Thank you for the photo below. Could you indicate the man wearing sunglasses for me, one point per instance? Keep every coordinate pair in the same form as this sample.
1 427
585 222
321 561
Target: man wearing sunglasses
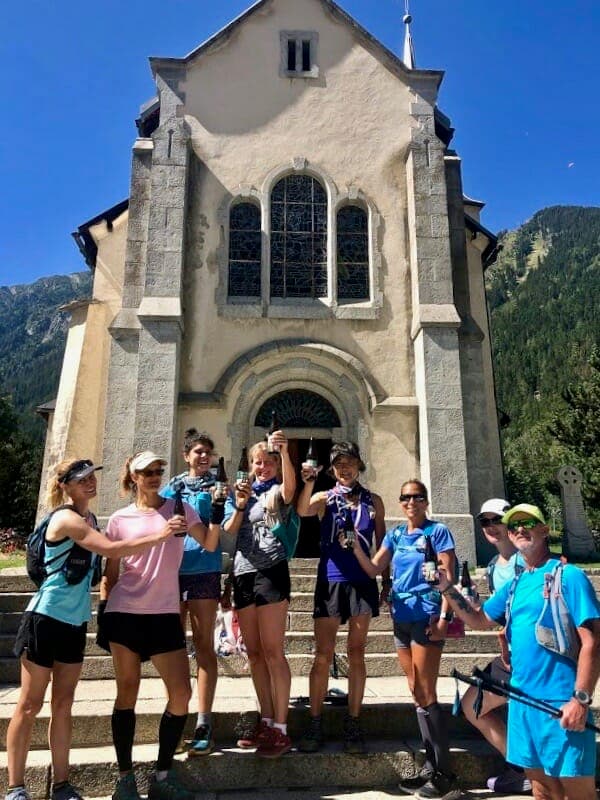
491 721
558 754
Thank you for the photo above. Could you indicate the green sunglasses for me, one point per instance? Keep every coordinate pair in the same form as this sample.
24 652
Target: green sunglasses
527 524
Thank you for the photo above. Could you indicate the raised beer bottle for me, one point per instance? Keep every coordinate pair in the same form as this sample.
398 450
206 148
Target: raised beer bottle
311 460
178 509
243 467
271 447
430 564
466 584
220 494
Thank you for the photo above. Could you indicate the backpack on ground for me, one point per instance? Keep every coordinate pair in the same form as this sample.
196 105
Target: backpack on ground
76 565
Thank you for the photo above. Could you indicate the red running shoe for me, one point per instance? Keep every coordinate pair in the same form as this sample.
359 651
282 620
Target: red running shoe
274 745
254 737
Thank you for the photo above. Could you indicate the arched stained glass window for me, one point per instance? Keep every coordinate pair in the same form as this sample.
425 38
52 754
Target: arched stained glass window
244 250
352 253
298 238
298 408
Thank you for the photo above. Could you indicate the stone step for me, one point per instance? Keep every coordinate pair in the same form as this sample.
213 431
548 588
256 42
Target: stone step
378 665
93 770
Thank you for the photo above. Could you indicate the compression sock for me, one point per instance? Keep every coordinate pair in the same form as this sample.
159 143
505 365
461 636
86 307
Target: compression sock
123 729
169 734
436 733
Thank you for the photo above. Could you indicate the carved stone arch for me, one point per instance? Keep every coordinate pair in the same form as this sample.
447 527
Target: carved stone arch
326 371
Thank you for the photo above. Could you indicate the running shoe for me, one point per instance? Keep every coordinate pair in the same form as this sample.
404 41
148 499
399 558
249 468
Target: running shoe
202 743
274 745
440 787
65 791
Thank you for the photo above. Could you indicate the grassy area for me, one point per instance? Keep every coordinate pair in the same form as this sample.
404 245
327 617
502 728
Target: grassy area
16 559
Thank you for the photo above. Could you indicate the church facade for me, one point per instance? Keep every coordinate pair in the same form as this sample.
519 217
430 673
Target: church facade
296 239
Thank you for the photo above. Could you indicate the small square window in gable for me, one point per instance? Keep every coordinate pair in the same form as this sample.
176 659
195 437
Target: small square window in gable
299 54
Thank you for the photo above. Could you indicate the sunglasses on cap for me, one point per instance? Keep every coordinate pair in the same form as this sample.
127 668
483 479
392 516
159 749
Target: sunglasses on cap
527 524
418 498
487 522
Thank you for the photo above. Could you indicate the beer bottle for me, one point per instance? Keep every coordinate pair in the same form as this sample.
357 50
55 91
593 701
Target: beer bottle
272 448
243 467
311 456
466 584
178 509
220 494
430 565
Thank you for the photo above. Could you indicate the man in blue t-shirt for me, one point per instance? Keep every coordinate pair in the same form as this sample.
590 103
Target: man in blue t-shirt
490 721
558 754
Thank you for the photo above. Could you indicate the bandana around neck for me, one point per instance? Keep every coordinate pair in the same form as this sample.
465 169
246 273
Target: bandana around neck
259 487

* **What is being asked**
Please arrange the material from the line containing "Thank you for the photo above. Could you indicate the sunglasses" through to its final line as a numbered list, dropping any blank lines.

* **Answer**
1. Thank you for the photo above. Could you indicate the sunglasses on cap for me, one point per instance? Keep every coordinate pair in the same form as this sample.
2. 127 668
3. 483 479
4. 392 516
5. 159 749
6. Target: sunglasses on cap
7. 527 524
8. 418 498
9. 487 522
10. Thank you for the photo above. Could you indicate the beer bottle for me, one point per instance? Keep every coordinate pair in the same form as this sample.
11. 357 50
12. 55 91
13. 593 701
14. Target: beer bottle
15. 272 448
16. 243 467
17. 311 456
18. 466 584
19. 178 509
20. 220 494
21. 430 565
22. Thank you for the photo above. Could you indicate the man in blue t-shirt for me, one point per instance? Keep every coordinate pair in the same form as this sample.
23. 590 103
24. Target: man in blue t-shirt
25. 490 721
26. 558 754
27. Thank you for the photo above. Could you indicate the bandana around neck for me, one point per instance? Keep every coordinate pair in the same form as this sample.
28. 465 169
29. 246 273
30. Target: bandana around neck
31. 259 487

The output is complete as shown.